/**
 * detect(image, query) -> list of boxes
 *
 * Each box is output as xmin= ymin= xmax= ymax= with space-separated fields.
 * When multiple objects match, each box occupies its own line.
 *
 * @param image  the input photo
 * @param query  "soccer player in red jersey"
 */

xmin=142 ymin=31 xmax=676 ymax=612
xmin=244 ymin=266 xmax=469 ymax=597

§ Work to complete
From the entries above, copy every line where the word "image" shows up.

§ Answer to this task
 * detect(image, query) -> list of boxes
 * @param image  the input photo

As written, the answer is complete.